Material for the task:

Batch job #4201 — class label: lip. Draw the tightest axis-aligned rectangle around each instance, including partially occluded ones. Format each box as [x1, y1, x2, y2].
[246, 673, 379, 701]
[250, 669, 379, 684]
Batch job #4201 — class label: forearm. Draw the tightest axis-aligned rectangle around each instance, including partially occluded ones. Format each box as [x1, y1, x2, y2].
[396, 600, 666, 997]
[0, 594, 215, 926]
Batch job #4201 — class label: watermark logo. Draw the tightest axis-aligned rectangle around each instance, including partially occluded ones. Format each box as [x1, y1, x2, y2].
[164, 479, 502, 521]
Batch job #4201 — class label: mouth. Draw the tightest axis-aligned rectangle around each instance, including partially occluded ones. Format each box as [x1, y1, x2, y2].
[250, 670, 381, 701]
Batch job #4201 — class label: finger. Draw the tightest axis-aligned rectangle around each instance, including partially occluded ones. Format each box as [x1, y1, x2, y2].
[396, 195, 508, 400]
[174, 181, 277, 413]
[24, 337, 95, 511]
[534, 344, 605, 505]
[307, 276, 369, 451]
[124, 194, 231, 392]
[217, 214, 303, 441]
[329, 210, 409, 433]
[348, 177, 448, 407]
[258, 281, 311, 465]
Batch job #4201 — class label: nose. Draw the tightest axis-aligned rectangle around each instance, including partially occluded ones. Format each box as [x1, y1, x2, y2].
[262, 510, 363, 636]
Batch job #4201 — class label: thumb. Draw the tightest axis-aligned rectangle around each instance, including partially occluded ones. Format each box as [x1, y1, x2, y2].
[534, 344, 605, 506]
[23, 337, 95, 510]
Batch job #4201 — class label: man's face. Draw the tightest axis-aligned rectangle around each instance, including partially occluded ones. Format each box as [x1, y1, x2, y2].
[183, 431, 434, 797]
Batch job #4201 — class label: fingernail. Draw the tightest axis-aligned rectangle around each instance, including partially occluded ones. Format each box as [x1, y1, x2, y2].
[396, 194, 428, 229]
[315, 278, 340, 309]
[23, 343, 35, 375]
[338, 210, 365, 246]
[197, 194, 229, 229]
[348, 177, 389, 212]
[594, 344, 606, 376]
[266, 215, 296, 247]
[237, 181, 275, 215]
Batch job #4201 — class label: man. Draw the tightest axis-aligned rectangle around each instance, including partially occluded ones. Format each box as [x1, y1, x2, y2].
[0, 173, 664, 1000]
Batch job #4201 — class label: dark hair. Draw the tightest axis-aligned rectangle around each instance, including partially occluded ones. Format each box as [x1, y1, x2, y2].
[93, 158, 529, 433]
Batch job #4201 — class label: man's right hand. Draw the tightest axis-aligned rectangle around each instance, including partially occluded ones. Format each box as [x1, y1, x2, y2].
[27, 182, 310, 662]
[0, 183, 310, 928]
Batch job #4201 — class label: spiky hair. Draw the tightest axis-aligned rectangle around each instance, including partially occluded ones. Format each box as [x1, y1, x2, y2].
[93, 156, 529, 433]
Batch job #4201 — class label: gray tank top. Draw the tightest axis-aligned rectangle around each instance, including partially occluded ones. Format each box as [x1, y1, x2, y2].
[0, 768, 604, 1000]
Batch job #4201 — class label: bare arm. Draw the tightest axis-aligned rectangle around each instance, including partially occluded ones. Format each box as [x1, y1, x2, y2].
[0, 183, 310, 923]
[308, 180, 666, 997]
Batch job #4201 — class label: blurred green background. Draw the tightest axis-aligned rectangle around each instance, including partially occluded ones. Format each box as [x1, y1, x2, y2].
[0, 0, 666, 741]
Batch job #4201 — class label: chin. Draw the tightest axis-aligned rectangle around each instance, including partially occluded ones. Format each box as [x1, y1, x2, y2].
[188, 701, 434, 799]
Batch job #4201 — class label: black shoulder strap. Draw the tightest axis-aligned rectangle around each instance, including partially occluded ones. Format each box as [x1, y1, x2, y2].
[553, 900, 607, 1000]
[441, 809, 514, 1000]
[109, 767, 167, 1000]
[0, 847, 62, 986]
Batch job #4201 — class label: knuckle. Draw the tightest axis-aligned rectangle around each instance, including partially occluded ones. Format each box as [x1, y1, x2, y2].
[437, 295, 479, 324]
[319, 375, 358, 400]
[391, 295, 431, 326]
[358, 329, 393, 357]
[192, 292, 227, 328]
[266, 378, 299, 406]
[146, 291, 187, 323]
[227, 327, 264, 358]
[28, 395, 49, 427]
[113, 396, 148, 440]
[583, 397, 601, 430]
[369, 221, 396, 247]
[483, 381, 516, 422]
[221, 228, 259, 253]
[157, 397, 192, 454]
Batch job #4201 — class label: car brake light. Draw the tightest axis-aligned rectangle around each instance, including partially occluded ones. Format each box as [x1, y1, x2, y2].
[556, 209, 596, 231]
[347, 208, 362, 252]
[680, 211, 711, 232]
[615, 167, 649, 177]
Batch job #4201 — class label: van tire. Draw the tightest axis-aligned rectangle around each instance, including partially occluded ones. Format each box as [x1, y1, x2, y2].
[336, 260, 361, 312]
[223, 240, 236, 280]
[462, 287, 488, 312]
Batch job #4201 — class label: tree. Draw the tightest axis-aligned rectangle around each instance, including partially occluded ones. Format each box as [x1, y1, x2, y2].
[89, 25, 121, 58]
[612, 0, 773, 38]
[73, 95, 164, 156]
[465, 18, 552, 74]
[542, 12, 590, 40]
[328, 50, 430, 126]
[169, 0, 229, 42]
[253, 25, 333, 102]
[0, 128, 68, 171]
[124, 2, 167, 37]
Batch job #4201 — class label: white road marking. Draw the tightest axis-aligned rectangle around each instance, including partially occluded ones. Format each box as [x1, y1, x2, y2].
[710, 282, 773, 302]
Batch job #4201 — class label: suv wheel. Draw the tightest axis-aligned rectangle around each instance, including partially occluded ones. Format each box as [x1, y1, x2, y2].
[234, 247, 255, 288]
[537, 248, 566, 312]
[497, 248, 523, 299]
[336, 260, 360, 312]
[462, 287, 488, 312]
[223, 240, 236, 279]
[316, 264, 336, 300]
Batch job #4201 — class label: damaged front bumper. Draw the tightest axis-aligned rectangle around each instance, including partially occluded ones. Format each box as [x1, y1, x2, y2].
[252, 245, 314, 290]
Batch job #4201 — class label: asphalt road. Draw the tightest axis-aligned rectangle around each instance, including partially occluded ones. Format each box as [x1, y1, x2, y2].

Given request: Copy the lines above without any changes.

Solution to the problem:
Batch job #4201 — class label: lip. Draw the tightest axis-aligned rectangle around each instance, including partially occluded ones. Format each box as [x1, y1, x2, y2].
[246, 673, 379, 701]
[250, 669, 379, 684]
Batch job #4201 — class label: forearm. Draw the tightest axis-aligned rectangle around each instance, including partially occluded ones. Format each box as [x1, y1, x2, y2].
[396, 600, 666, 997]
[0, 594, 215, 926]
Batch job #4201 — class label: watermark logo. Draw the tightest axis-aligned rectangle around each instance, including partially occluded ones. Format each box as [x1, y1, x2, y2].
[164, 479, 502, 521]
Batch job #4201 — class label: mouth. Draw the tightest axis-aligned rectangle around each instance, including partially occluded ones. Format each box as [x1, y1, x2, y2].
[250, 670, 381, 701]
Batch job #4201 — class label: finger. Draw the tightest axis-aligned rectangle around each instance, including partially occluded ones. Format each box as [x1, y1, x2, y2].
[396, 195, 508, 400]
[174, 181, 277, 413]
[24, 337, 95, 511]
[534, 344, 605, 505]
[307, 276, 369, 451]
[124, 194, 231, 392]
[217, 214, 303, 441]
[329, 210, 409, 433]
[348, 177, 448, 407]
[258, 281, 311, 465]
Batch job #4201 — class label: nose. Draw the tightest axis-aligned rectangle around each instance, including partially occluded ones. Format each box as [x1, y1, x2, y2].
[262, 510, 363, 636]
Batch job #4201 — class label: thumb. Draw the tightest axis-aligned rectangle around each instance, including partially occluded ones. Format each box as [x1, y1, x2, y2].
[534, 344, 605, 506]
[23, 337, 95, 510]
Batch job #4201 — class label: man's face. Draw the tightest axis-aligned rectangle around each instance, including partially occluded ones. Format each box as [x1, y1, x2, y2].
[183, 431, 434, 797]
Batch job #4201 — class label: fingernail. Draw the tightest axis-aligned rectangle around each instance, including partially occluded ones. Format each box as [x1, y1, x2, y2].
[396, 194, 428, 229]
[315, 278, 340, 309]
[23, 343, 35, 375]
[338, 210, 365, 246]
[197, 194, 229, 229]
[348, 177, 389, 212]
[594, 344, 606, 376]
[266, 215, 296, 247]
[237, 181, 275, 215]
Batch job #4201 — class label: man. Draw the tightest axis-aligned rectangle around each instance, including partially occluded ones. Format each box as [x1, y1, x2, y2].
[0, 173, 664, 1000]
Batch job #4201 — class label: dark hair. Draw the tightest axis-aligned rectangle around each instance, including partially occluded ones. Format each box as [x1, y1, x2, y2].
[93, 158, 529, 433]
Batch job #4201 — class label: man's right hand. Draw the tightest axis-aligned rectangle around each instance, including partially occluded ones. Format each box as [x1, y1, x2, y2].
[27, 182, 310, 662]
[0, 183, 310, 928]
Batch job #4201 — class label: spiky hair. Draw the tightest axis-aligned rectangle around each instance, including partially occluded ones. Format each box as [x1, y1, x2, y2].
[93, 156, 529, 433]
Batch job #4201 — class label: gray tank top. Draw the tightest axis-aligned rectangle around each instance, including partially occluded ones. Format each box as [x1, y1, x2, y2].
[0, 768, 604, 1000]
Batch job #4201 — class label: bare arm. Draw the tightest axis-aligned rectangle around each instance, including partially occluded ones. Format each box as [x1, y1, x2, y2].
[0, 183, 310, 923]
[308, 180, 666, 997]
Batch job #4201 — class label: blurred green background. Draw the tightest axis-aligned rectangle around each instance, including partially occluded ones. Format each box as [x1, y1, x2, y2].
[0, 0, 666, 741]
Batch job #4201 — class label: chin. Draw the tightest axis-aligned rectangle around each instance, including partially occluded ones. Format each box as [x1, y1, x2, y2].
[188, 701, 434, 799]
Batch job #4201 — class label: black shoulder strap. Draw the tightest axis-aligned rectangle around each instance, including partially occluded ones. Format each box as [x1, y1, x2, y2].
[553, 900, 607, 1000]
[441, 809, 514, 1000]
[109, 767, 167, 1000]
[0, 847, 62, 986]
Batch job #4201 — class label: knuckle. Draw the tightest axis-aligned rectangle around each instance, including partially occluded ones. Format each box as [x1, y1, x2, y2].
[437, 295, 479, 324]
[319, 375, 358, 400]
[391, 295, 431, 326]
[358, 329, 393, 357]
[192, 292, 227, 328]
[266, 378, 299, 406]
[146, 291, 187, 323]
[227, 327, 264, 358]
[28, 395, 49, 427]
[113, 396, 148, 440]
[583, 397, 601, 430]
[369, 221, 396, 247]
[483, 381, 516, 422]
[221, 228, 259, 253]
[157, 397, 192, 454]
Batch job #4201 — class label: car brake light. Draw the tightest axis-aligned rectangle around each instance, including partially occluded ones. Format each box as [x1, y1, x2, y2].
[556, 209, 596, 231]
[347, 208, 362, 252]
[680, 211, 711, 232]
[615, 167, 649, 177]
Batch job #4201 — class label: van tire. Draw the tightest axis-aligned rectangle around each instance, including partially occluded ones. Format each box as [x1, y1, x2, y2].
[336, 260, 361, 312]
[223, 240, 236, 280]
[462, 287, 488, 312]
Batch job #4201 — class label: tree. Draw the tightest axis-aligned rectangle around each instance, including partially occluded ones. Format each box as [x1, y1, x2, y2].
[89, 25, 121, 58]
[612, 0, 773, 38]
[73, 95, 164, 156]
[465, 18, 552, 74]
[542, 12, 590, 40]
[328, 50, 430, 126]
[169, 0, 229, 42]
[253, 25, 333, 102]
[0, 128, 68, 171]
[124, 2, 167, 37]
Batch job #4201 — class label: white road marking. Draw the tightest axis-aligned rectangle around each instance, including partially occluded ones. Format each box as [x1, y1, x2, y2].
[710, 282, 773, 302]
Batch job #4201 — class label: suv wheel. Draw the tightest axis-aligned rectangle around each instance, including partially occluded ones. Format each box as [x1, y1, x2, y2].
[234, 247, 255, 288]
[537, 248, 566, 312]
[497, 248, 523, 299]
[336, 260, 360, 312]
[462, 287, 488, 312]
[223, 240, 236, 279]
[316, 264, 336, 300]
Batch job #4201 — class label: damaged front bumper. Draw the tightest axis-aligned rectangle around each instance, including partially occluded ones. Format each box as [x1, y1, x2, y2].
[252, 245, 314, 290]
Batch job #4201 — class label: asphalt road. Draw the tightest axis-aligned rectangle around each instance, including partially occluded ones. Format each box as [x1, y1, x2, y2].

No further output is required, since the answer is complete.